*PROBLEMS TO WORK ON*
A) Summarize the passage on missionaries in New France in two sentences.
B) Extend the passage on missionaries in New France, picking up after its final sentence.

== PAGE TEXT

But how can they call on Him in whom they have not believed?

And how can they believe in Him whom they have not heard?

And how can they hear without someone to preach?

And how can people preach unless they are sent?”2

They came over to New France, as Canada was called at that time. They came with hearts burning to spread the word of God to the Indians and to die as Martyrs for Evangelization to the New World. By the thousands they came. They set up missions, worked in the wilderness, learned the language and customs of the Indians and gently, very gently taught them about Jesus. Their progress ranged from slow to full stop. But they persevered! They had many obstacles to overcome, many of which were caused by their own people. Before the Blackrobes ever got to Canada and upper New York State, they were preceded by trappers and fur traders who cared little or nothing for the people who lived on the lands, the natives of our country. They represented nothing but a way to satisfy their greed.

====
== DATASET EXCERPTS

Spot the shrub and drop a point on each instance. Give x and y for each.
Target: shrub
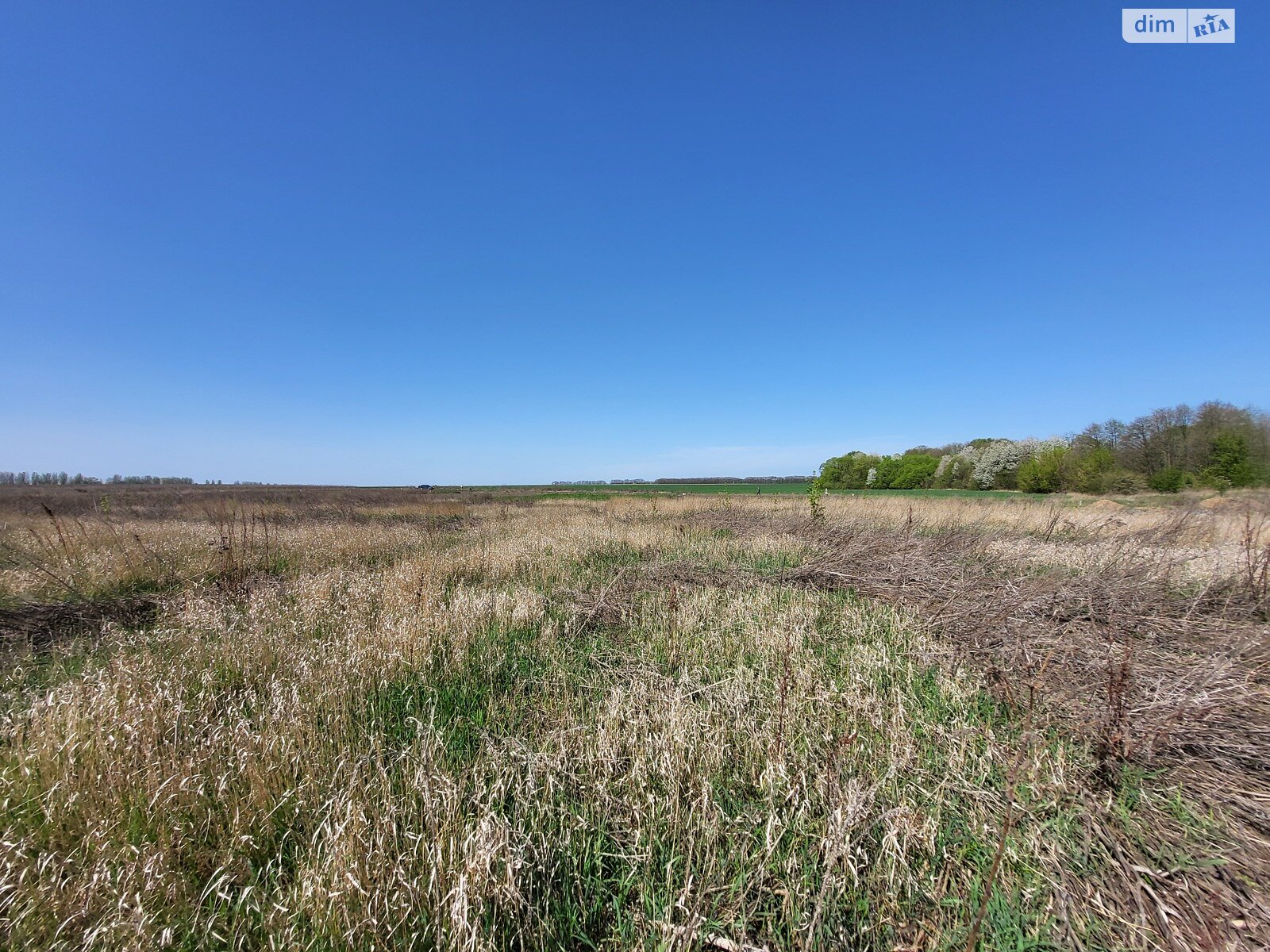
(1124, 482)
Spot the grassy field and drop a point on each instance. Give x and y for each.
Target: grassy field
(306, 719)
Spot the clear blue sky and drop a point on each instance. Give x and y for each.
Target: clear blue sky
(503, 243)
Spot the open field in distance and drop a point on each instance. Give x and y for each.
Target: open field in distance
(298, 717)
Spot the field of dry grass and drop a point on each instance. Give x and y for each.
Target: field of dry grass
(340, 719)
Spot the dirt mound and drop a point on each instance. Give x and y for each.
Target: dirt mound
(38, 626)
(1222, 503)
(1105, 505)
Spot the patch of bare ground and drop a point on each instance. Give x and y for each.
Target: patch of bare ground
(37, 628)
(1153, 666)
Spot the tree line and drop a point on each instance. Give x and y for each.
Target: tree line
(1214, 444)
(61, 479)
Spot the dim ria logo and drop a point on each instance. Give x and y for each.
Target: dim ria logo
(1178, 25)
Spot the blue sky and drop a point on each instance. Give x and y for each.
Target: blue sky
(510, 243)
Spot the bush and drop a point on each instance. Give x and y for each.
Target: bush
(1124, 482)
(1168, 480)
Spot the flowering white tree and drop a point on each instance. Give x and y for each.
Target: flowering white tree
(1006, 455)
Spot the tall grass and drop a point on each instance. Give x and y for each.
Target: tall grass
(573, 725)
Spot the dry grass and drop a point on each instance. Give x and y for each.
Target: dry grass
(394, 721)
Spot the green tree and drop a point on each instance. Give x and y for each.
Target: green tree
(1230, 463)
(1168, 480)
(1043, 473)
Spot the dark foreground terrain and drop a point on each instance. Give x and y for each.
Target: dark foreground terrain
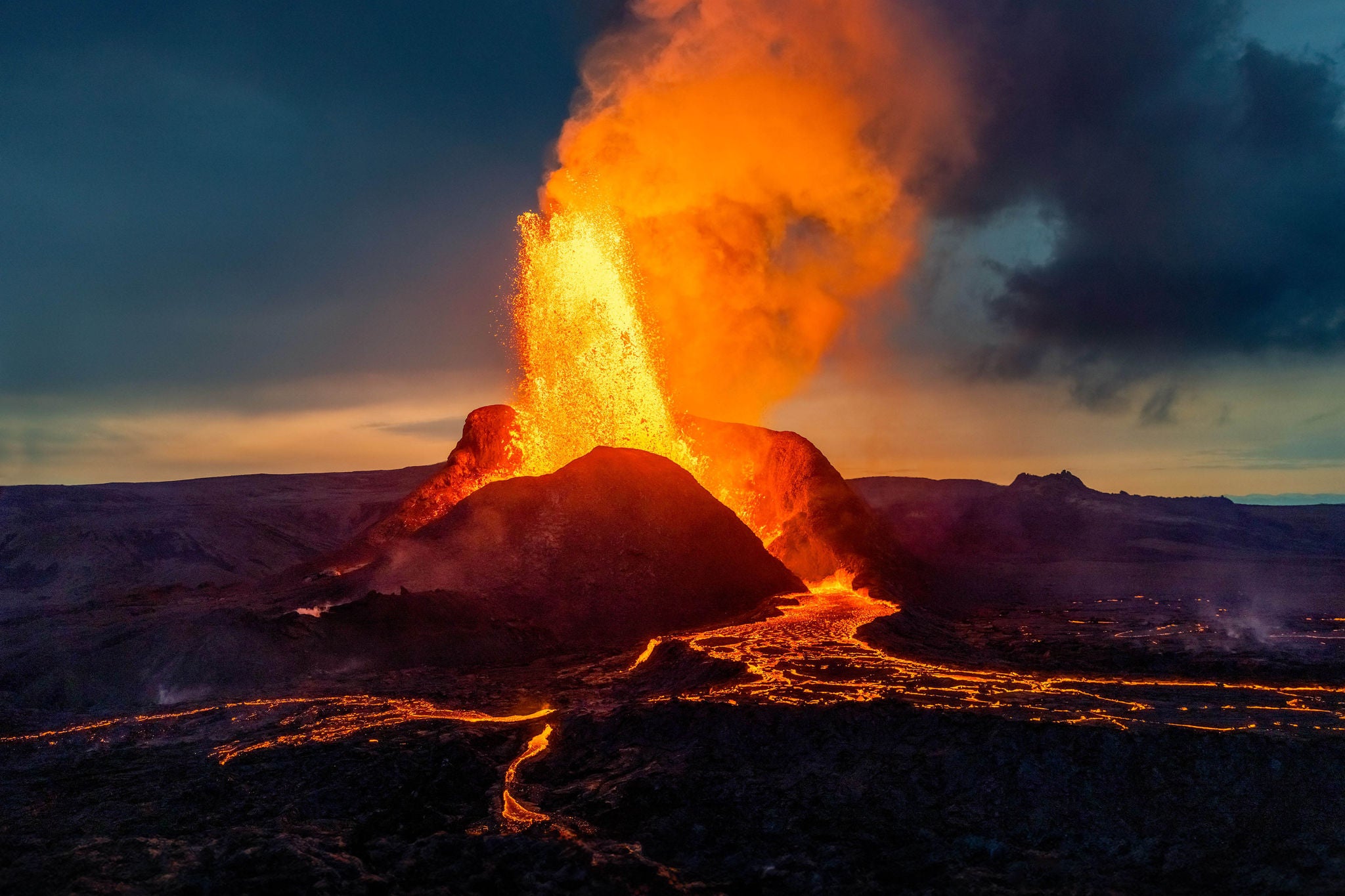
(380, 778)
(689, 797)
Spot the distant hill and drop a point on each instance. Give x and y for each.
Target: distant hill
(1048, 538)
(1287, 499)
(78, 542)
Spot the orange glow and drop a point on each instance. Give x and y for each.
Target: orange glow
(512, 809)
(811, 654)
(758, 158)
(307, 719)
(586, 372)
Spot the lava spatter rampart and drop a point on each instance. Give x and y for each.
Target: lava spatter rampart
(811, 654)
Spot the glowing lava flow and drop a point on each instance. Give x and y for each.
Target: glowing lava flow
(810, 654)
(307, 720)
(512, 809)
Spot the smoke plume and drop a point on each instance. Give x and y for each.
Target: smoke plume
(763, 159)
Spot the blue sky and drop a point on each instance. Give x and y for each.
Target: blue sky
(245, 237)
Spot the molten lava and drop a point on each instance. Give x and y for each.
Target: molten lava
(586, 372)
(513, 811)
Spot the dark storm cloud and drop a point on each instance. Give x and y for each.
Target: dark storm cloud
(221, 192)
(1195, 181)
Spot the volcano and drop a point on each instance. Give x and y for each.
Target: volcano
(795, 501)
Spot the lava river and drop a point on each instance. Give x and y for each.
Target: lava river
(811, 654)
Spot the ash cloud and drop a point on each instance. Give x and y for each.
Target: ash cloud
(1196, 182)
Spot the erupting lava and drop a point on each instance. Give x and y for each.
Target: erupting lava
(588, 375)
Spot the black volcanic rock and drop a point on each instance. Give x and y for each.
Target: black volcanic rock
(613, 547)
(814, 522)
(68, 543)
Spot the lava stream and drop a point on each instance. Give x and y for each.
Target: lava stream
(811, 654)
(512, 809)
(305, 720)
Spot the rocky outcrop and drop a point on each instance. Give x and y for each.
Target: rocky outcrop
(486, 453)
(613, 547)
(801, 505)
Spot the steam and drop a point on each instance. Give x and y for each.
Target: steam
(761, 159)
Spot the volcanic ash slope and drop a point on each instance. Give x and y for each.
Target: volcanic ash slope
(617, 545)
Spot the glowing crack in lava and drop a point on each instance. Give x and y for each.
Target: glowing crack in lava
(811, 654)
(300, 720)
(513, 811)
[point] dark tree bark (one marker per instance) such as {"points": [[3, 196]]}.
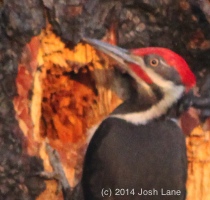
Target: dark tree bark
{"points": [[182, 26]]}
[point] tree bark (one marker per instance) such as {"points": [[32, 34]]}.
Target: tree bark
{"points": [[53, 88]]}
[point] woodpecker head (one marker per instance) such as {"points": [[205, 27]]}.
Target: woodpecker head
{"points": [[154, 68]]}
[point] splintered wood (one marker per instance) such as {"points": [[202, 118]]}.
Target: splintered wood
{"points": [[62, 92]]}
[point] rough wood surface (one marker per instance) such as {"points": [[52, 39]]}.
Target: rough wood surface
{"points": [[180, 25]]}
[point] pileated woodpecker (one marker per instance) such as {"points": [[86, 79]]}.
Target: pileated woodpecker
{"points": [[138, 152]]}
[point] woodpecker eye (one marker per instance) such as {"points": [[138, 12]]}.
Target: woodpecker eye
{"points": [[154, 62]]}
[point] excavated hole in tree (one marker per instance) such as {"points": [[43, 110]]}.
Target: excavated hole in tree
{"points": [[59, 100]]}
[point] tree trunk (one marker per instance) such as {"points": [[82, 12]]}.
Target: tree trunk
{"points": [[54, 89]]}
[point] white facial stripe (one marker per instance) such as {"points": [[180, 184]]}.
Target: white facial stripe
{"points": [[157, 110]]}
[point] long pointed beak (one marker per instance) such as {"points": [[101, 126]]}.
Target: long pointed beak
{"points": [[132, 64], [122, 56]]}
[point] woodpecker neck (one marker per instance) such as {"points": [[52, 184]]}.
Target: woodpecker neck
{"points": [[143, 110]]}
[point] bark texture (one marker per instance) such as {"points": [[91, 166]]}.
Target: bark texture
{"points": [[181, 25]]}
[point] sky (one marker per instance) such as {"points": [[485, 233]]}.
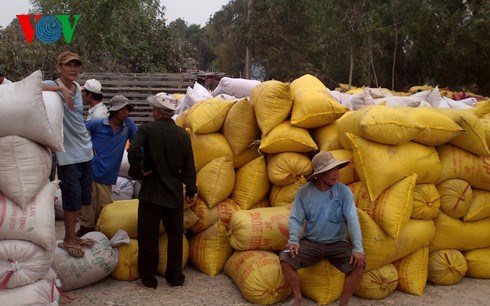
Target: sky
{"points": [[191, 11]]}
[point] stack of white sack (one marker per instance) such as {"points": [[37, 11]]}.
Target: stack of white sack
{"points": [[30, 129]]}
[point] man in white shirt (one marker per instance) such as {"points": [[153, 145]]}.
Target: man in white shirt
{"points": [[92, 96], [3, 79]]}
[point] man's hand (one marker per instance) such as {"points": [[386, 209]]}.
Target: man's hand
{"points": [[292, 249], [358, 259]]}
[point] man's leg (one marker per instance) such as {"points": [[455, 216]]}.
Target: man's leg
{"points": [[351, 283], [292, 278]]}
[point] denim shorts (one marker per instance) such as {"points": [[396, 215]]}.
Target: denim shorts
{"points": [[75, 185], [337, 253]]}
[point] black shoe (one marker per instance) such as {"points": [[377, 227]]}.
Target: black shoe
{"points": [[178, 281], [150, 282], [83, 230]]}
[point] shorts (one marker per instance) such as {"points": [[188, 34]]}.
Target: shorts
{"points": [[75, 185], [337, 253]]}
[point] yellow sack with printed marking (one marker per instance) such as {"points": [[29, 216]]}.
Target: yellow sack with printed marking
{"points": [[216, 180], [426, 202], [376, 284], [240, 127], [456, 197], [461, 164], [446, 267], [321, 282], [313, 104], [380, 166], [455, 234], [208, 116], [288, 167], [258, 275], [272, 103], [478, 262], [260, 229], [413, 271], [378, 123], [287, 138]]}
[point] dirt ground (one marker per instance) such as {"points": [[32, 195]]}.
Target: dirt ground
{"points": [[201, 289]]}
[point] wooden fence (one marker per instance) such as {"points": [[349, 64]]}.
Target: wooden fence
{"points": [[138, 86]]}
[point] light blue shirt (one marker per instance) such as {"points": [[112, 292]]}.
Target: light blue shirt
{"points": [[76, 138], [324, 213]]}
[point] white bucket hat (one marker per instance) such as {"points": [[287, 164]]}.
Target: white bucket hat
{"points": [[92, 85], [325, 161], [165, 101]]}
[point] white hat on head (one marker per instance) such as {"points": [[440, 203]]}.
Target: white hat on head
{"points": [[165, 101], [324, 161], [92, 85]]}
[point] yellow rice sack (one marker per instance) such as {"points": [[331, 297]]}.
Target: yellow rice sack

====

*PER-TASK OUTPUTS*
A) Missionaries came by the thousands to New France, as Canada was then called, wanting to spread the word of God to the Indians, and they set up missions, learned the Indians' language and customs, and gently taught them about Jesus. Their progress ranged from slow to full stop, but they persevered against many obstacles, many caused by their own people, such as the trappers and fur traders who came before them and cared little or nothing for the natives.

B)
These were followed by the Military, whose only purpose was to obtain and maintain control and keep the Indians in their grip. Neither group would have won any popularity contests among the Indians. What they did manage to accomplish was to create an atmosphere of suspicion and distrust for any white men. The Blackrobes became victims because of the iniquities their countrymen and others3had inflicted upon the natives of America.

Add to that the Indians’ own culture, which was so completely different from the French settlers. Both the French and the Indians focused on the things which separated them, rather than try to find a common denominator- those qualities which could unite them. The Iroquois, who were the strongest of the Indian tribes, hated the Hurons, who traded with the French; therefore, the Iroquois hated the French. They were friendly with the Dutch and the British who were at odds and sometimes at war with the French. That could account for a great deal of the hostility between the Iroquois and the French.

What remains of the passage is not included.